**The problem**:
Can you transcribe the farmers' convoy article word for word, from "The demonstration will" up to and including "has been forthcoming."?

--- Excerpted passage Enclosed Below ---

Farmers to hold convoy protest in the city centre over Government's agriculture and climate policy

By Kim oLeary

Farmers are to stage a demonstration in Dublin city centre this afternoon in protest against the Government's position on the Common Agricultural Policy and the Climate Action Plan.

Up to 80 tractors and other farm equipment will be driven in convoy throughout the city centre around lunchtime, which is expected to have an impact on traffic in the capital.

The Save Irish Farming campaign began last June and since then there have been a number of rallies held in towns and cities across the country.

Farmers say they want greater engagement from government on the Common Agricultural Policy and the targets set out for the sector in the Climate Action Plan, which farmers say contains no details on how these things will be achieved or funded.

The convoy is replacing Irish Farming Association's (IFA) planned ‘Farm Family Rally’, which was modified due to the increase in Covid figures.

The demonstration will begin just before 1pm this afternoon when around 80 tractors and other farm equipment will leave the IFA Farm Centre in Bluebell and travel through Inchicore and up Dublin's North Quays before taking part in a rally in Merrion Square.

Today's convoy to the city centre will be led by the IFA's president Tim Cullinane.

He said: “Every policy of this Government, including their proposed National Strategic Plan to implement the Common Agricultural Policy, is designed to reduce production. Farmers are being asked to do more and more for less.

“We have consistently called for genuine engagement and negotiation with farm organisations to develop a farm-level plan that farmers can work towards achieving. To date, nothing has been forthcoming.

"All farmers have received is empty rhetoric and lofty targets with nothing to back them up. Uncertainty is detrimental for any business; farming is no different. Farmers are reaching the end of their tether.”

“Farmers are very conscious of the climate challenge, and farmers want to play their part. But this Government has no plan. Farmers are being talked at, rather than talked to. The Government needs to provide more funding, including a properly-funded Common Agricultural Policy, to ensure that farmers can take on the climate challenge while remaining viable,” he said.

“Currently, only 30% of farmers in Ireland are viable, and the Government’s policies will make more family farms unviable,” he said.

“The farming and food sector employs 300,000 people across the country, and we contributed €13bn in exports in 2020. We will not be ignored or pushed aside."

“The reality is that if food is not produced in Ireland, it will be produced in countries with a higher carbon footprint such as Brazil, where it was reported this week that 13,235 square kilometres of rainforest were cleared in 2020/2021.”

Mr Cullinane added: "Farming is a business activity, and farmers will not stay at it unless they can make a profit and make a living for their families,” he said.

While only about one hundred farmers will be involved in the demonstration, it is expected the convoy of slow-moving vehicles could impact on traffic in the city centre of the capital throughout the afternoon.

An Garda Síochána says people going to or travelling through Dublin City Centre today should allow additional time for their journeys

A garda spokesman told Dublin Live: "An Garda Síochána is aware of a planned protest in the Dublin Region today 21st November 2021. A number of slow moving convoys are expected to congregate in the Bluebell Area before travelling into Dublin City Centre around lunchtime.

"An Garda Síochána will have an appropriate and proportionate plan in place to monitor the protest and assist with traffic management where necessary," he added.

Gardaí say while the centre of Dublin remains open for business, people looking to travel through Dublin city should allow for additional time for the journeys.

--- End of Enclosed Excerpted passage ---
--- Record set Enclosed Below ---

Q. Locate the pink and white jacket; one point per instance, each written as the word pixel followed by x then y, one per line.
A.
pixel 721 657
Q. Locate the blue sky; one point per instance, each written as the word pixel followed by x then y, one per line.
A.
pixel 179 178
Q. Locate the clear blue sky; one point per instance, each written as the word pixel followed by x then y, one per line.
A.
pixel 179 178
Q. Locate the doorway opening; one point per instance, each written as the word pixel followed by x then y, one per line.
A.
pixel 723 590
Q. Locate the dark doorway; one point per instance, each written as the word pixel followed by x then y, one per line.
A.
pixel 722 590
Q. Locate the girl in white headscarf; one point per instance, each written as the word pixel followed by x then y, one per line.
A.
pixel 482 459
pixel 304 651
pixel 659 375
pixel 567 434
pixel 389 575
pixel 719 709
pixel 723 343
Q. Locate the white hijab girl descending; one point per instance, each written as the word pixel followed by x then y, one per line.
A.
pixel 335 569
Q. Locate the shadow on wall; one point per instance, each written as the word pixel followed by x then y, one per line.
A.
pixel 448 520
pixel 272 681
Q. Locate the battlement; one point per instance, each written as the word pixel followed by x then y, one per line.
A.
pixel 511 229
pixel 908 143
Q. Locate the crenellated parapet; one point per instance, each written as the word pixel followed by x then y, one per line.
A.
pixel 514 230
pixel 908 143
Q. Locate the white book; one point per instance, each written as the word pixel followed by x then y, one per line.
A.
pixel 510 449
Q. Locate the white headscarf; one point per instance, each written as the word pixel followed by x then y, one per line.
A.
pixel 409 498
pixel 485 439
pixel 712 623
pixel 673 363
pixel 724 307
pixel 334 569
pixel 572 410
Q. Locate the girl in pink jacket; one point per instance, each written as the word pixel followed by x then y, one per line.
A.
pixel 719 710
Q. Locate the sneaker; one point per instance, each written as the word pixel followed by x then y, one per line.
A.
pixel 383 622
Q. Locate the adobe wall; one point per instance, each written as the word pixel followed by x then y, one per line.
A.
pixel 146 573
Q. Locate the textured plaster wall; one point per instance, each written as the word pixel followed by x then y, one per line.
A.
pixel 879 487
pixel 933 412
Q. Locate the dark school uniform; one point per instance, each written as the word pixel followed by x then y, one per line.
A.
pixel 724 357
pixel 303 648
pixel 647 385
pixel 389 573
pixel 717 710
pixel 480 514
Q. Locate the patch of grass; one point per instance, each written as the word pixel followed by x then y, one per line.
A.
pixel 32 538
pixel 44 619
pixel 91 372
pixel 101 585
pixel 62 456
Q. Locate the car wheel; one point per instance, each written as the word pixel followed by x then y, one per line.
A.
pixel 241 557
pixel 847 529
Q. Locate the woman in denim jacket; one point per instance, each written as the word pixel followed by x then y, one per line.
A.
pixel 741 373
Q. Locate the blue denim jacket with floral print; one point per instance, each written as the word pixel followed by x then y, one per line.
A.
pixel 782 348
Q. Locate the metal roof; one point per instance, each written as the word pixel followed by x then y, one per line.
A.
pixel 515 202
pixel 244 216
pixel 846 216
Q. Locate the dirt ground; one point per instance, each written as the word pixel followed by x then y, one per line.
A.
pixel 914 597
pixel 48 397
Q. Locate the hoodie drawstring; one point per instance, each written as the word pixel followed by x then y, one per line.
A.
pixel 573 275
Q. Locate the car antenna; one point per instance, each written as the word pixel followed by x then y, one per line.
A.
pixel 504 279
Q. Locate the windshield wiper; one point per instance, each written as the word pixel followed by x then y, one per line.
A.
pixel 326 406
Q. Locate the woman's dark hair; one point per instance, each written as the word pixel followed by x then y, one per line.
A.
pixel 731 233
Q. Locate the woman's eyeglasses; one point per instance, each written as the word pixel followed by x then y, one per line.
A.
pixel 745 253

--- End of Enclosed Record set ---

**Task result**:
The demonstration will begin just before 1pm this afternoon when around 80 tractors and other farm equipment will leave the IFA Farm Centre in Bluebell and travel through Inchicore and up Dublin's North Quays before taking part in a rally in Merrion Square.

Today's convoy to the city centre will be led by the IFA's president Tim Cullinane.

He said: “Every policy of this Government, including their proposed National Strategic Plan to implement the Common Agricultural Policy, is designed to reduce production. Farmers are being asked to do more and more for less.

“We have consistently called for genuine engagement and negotiation with farm organisations to develop a farm-level plan that farmers can work towards achieving. To date, nothing has been forthcoming.